■ OBJETIVO DO EXERCÍCIO ■
Responda, com base no texto abaixo sobre a identificação de bovinos, às perguntas a seguir:
1. O que os números do brinco identificam?
2. Qual instrução normativa do Mapa, de 2006, já previa a marca de fogo junto a um brinco auricular?
3. Em que dia e mês o Mapa oficializou a portaria que permite marcar o número de manejo Sisbov a ferro quente?

Na atualidade, funciona muito bem, por parte do Mapa (Ministério da Agricultura, Pecuária e Abastecimento) e dos fazendeiros, a forma de identificação de animais junto ao Sisbov (Sistema Brasileiro de Identificação e Certificação de Bovinos e Bubalinos). Trata-se de um brinco inviolável para ser colocado na ponta da orelha de cada bovino, com a sigla do país e números que identificam o estado, o município, o criador e o animal, além de um código de barra para controle por computador, a exemplo do que também fazem a França, a Holanda, a Alemanha, a Inglaterra e outros países. Portanto, o brinco tem sido fundamental para que o animal, desde a condição de bezerro até o abate, tenha suas reais condições de saúde expostas, inclusive quanto à vacinação contra a aftosa.
Desde o ano 2000, o governo impõe tal modelo para todos os estados da União. O sistema original, porém, passou por mudanças. Em 2006, por exemplo, a Instrução Normativa nº 17 do Mapa já previa a marca de fogo junto a um brinco auricular como uma das formas de identificação, assim como o brinco auricular numa orelha e um brinco botão na outra orelha. Neste ano, ocorreu mais uma alteração: em 13 de abril, o Mapa oficializou portaria, por meio da Secretaria de Defesa Agropecuária, abrindo a possibilidade de o número de manejo Sisbov também ser marcado a ferro quente numa das pernas traseiras do animal. A mudança foi bem aceita por grande parte dos produtores rurais e das indústrias frigoríficas, mas há quem veja no primitivo sistema de marca a fogo uma tortura desnecessária do bovino. O brinco, por sua vez, é uma unanimidade nacional. Veio para ficar.

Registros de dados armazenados
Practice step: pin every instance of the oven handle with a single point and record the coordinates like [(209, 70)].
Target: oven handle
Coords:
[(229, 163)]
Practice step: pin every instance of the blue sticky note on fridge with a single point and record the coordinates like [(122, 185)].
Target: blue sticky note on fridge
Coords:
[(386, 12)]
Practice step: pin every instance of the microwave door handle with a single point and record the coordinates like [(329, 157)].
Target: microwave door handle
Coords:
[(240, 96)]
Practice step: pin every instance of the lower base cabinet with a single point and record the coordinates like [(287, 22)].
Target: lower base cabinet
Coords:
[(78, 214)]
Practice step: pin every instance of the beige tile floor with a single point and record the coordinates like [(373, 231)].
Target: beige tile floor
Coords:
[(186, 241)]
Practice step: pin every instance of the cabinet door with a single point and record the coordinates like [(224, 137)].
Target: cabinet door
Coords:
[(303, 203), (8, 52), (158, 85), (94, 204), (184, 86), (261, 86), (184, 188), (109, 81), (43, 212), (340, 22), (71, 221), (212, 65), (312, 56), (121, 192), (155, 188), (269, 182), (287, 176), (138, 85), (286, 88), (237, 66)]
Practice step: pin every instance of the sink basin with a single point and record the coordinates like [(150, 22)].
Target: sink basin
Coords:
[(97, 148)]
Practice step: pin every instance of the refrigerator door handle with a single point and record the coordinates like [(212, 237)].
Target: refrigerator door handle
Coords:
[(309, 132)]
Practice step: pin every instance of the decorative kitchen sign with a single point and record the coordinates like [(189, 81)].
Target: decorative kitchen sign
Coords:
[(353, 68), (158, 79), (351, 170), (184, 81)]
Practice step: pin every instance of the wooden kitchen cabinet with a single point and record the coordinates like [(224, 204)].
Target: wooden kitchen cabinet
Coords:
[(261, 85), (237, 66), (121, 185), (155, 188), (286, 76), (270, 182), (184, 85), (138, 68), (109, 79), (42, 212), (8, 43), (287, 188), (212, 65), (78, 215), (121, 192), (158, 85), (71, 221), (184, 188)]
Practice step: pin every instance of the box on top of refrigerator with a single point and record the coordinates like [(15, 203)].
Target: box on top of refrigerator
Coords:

■ TAREFA RESOLVIDA ■
1. O estado, o município, o criador e o animal.
2. A Instrução Normativa nº 17.
3. Em 13 de abril.